> **TEXT**:
************

The man, in his late 40’s at the time, refused to take a breathalyzer test and was taken to a hospital, where his initial blood alcohol level was found to be 0.2% — about 2.5 times the legal limit and the equivalent of consuming 10 drinks an hour. Despite the man swearing up and down that he hadn’t had anything to drink, doctors didn’t believe him either.
But researchers at the Richmond University Medical Center in New York eventually discovered that the man was telling the truth. He wasn’t downing beers or cocktails — instead, there was yeast in his gut that was likely converting carbohydrates in the food he ate to alcohol.
Researchers treated him with antifungal medications
Things weren’t the same for the man after he completed a course of antibiotics to treat a thumb injury. His personality started to change, researchers wrote in the study, and he experienced episodes of depression, ‘brain fog,’ memory loss and aggressive behavior that was out of character for him.

************

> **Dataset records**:
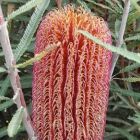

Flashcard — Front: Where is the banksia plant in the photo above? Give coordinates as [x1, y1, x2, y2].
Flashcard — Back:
[32, 6, 111, 140]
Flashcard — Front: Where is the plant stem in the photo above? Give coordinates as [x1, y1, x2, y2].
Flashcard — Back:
[110, 0, 130, 79]
[0, 3, 35, 139]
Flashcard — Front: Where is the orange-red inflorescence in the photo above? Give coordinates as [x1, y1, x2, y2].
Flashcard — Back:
[32, 6, 111, 140]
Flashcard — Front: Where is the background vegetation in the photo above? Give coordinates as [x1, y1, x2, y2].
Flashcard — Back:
[0, 0, 140, 140]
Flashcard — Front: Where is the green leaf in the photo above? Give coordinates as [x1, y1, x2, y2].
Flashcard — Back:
[107, 125, 138, 140]
[77, 30, 140, 63]
[121, 77, 140, 83]
[7, 107, 24, 137]
[0, 127, 7, 138]
[130, 0, 140, 12]
[15, 0, 50, 61]
[7, 0, 43, 20]
[110, 86, 140, 99]
[0, 100, 14, 111]
[0, 76, 10, 96]
[0, 67, 6, 73]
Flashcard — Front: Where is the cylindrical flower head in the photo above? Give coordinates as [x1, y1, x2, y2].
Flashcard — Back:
[32, 6, 111, 140]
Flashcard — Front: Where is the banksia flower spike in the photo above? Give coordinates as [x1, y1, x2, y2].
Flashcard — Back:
[32, 6, 111, 140]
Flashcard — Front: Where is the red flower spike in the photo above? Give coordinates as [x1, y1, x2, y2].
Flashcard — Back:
[32, 6, 112, 140]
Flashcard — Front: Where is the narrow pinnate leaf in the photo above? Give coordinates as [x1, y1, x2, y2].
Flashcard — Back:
[7, 0, 43, 20]
[32, 6, 112, 140]
[0, 67, 6, 73]
[7, 107, 24, 137]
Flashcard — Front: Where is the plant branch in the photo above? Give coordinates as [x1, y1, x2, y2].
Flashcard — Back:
[110, 0, 130, 79]
[0, 5, 35, 139]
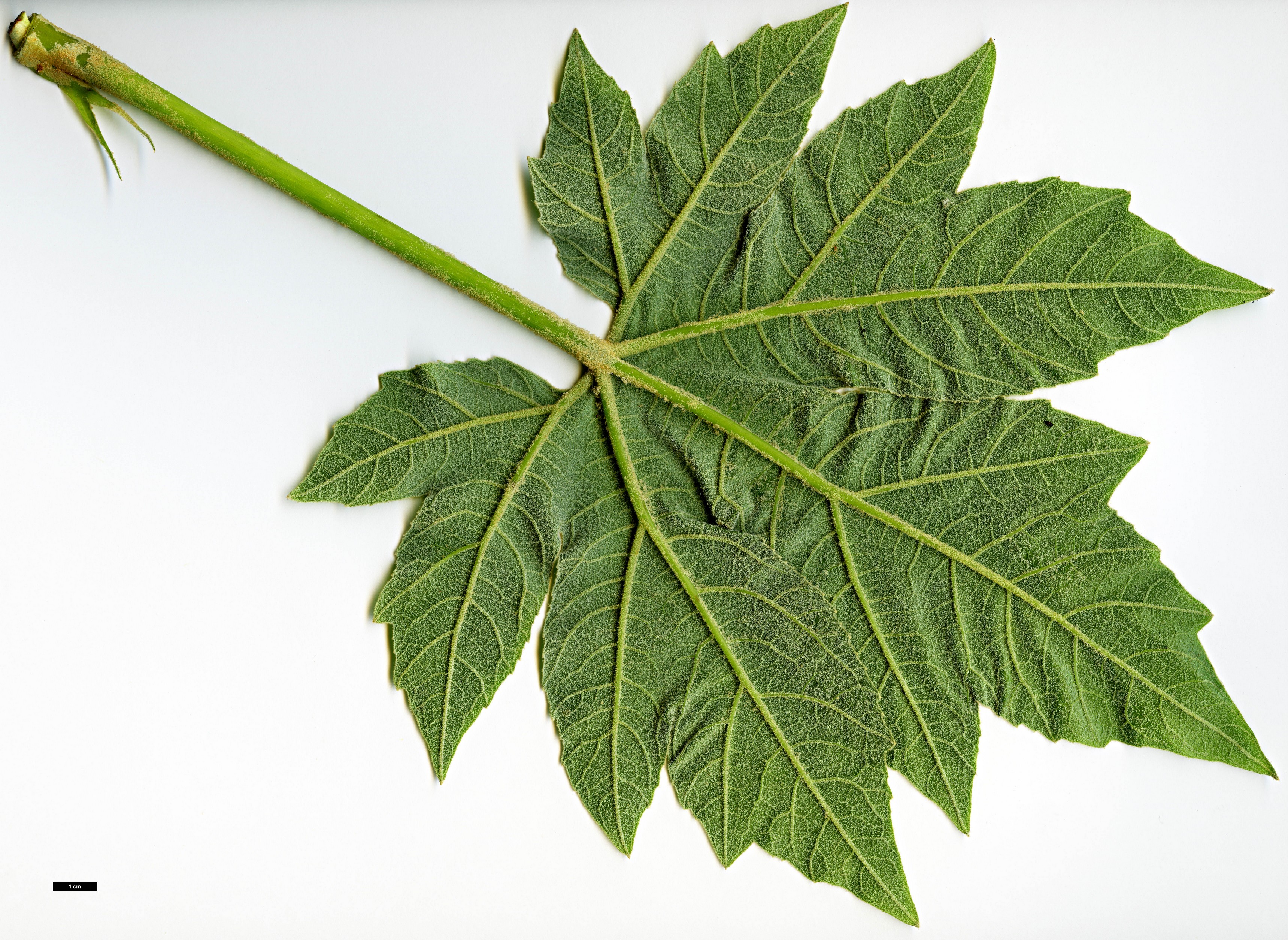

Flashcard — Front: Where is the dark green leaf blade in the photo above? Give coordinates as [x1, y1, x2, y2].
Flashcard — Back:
[541, 378, 726, 854]
[612, 6, 845, 339]
[660, 516, 917, 925]
[690, 391, 1274, 777]
[375, 380, 595, 778]
[291, 358, 559, 506]
[623, 179, 1269, 402]
[737, 41, 997, 313]
[598, 376, 917, 923]
[528, 30, 667, 306]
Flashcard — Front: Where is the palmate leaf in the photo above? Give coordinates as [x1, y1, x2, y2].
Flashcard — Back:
[295, 8, 1274, 923]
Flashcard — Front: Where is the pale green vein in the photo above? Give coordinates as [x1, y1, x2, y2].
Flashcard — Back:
[291, 404, 558, 500]
[828, 500, 970, 833]
[613, 281, 1270, 357]
[608, 6, 845, 341]
[612, 361, 1274, 774]
[596, 372, 917, 925]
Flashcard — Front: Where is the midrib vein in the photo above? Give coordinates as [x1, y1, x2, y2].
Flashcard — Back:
[609, 525, 644, 852]
[828, 500, 970, 833]
[612, 359, 1270, 766]
[608, 10, 845, 341]
[577, 39, 631, 294]
[438, 372, 590, 780]
[596, 372, 916, 923]
[779, 48, 988, 304]
[614, 281, 1266, 355]
[855, 447, 1141, 497]
[291, 404, 558, 497]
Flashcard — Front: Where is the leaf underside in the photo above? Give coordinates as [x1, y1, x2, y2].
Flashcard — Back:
[293, 8, 1274, 923]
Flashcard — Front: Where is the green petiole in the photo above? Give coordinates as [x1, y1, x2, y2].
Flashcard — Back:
[9, 13, 614, 367]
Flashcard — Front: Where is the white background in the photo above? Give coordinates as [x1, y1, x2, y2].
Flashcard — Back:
[0, 0, 1288, 940]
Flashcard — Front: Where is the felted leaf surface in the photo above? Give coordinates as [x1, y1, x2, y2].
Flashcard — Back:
[296, 8, 1274, 923]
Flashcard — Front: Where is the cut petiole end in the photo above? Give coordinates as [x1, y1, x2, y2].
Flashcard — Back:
[9, 12, 157, 179]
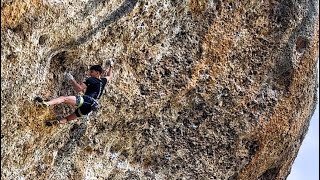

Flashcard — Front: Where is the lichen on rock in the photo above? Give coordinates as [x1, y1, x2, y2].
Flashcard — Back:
[1, 0, 319, 180]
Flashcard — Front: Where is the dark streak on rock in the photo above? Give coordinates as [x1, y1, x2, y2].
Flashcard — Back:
[40, 0, 138, 67]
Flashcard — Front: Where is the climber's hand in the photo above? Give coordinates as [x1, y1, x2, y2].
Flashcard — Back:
[65, 73, 74, 81]
[109, 59, 114, 67]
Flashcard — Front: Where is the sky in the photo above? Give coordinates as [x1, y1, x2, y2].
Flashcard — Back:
[287, 60, 319, 180]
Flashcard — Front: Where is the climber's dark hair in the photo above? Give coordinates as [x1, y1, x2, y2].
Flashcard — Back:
[90, 65, 103, 74]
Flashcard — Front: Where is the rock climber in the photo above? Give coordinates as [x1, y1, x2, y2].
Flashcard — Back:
[35, 60, 114, 126]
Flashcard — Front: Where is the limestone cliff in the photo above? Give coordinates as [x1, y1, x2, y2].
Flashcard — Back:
[1, 0, 319, 180]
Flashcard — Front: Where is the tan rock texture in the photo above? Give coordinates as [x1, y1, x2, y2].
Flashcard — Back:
[1, 0, 319, 180]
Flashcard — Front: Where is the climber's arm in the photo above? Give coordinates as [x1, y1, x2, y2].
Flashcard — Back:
[101, 59, 114, 82]
[70, 79, 87, 93]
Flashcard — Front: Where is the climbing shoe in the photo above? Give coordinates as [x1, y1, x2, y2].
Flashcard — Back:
[34, 96, 49, 107]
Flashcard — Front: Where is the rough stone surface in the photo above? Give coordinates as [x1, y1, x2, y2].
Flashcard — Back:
[1, 0, 319, 180]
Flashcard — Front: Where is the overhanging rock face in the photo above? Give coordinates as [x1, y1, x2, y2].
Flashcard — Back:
[1, 0, 319, 180]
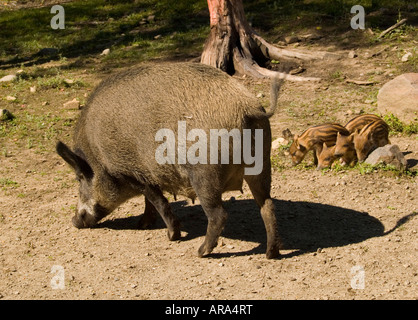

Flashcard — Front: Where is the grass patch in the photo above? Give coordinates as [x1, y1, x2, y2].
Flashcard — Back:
[383, 113, 418, 135]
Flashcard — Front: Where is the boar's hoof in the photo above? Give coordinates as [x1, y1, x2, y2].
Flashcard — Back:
[137, 214, 157, 230]
[266, 243, 280, 259]
[167, 229, 181, 241]
[72, 213, 97, 229]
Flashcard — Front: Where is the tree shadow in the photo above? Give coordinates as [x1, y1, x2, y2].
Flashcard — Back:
[98, 200, 417, 258]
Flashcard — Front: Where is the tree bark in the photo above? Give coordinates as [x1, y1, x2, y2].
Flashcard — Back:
[201, 0, 329, 81]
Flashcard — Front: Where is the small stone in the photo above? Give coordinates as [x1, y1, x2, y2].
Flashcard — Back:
[348, 50, 357, 59]
[401, 52, 412, 62]
[63, 98, 80, 109]
[365, 144, 407, 170]
[0, 109, 15, 121]
[64, 79, 74, 86]
[271, 137, 289, 150]
[0, 74, 17, 82]
[284, 36, 299, 44]
[100, 48, 110, 56]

************

> **TASKS**:
**a)** Based on the passage about the man whose gut yeast produced alcohol, state whether each of these statements agrees with it: (i) the man's initial blood alcohol level was about 2.5 times the legal limit; (ii) the man agreed to take a breathalyzer test; (iii) the man's personality began to change after he completed a course of antibiotics for a thumb injury. Answer yes or no for each, quoting the deciding words.
**b)** Extend the passage about the man whose gut yeast produced alcohol, beginning after its final sentence.

> **RESULTS BY TASK**:
**a)**
(i) Yes: "about 2.5 times the legal limit"
(ii) No: "refused to take a breathalyzer test"
(iii) Yes: "after he completed a course of antibiotics to treat a thumb injury. His personality started to change"

**b)**
Three years later, after his suspected drunk driving arrest, the man’s aunt bought a breathalyzer to record his alcohol levels. She had heard about a similar case that had been successfully treated by a doctor in Ohio and convinced her nephew to seek treatment there too.
His basic lab tests turned out normal. But doctors found two strains of yeast in his stool: Saccharomyces cerevisiae, a yeast commonly used in beer brewing, winemaking and baking, as well as another fungus.
The man was successfully treated at the Ohio clinic and told to stick to a strict carbohydrate-free diet along with some special supplements.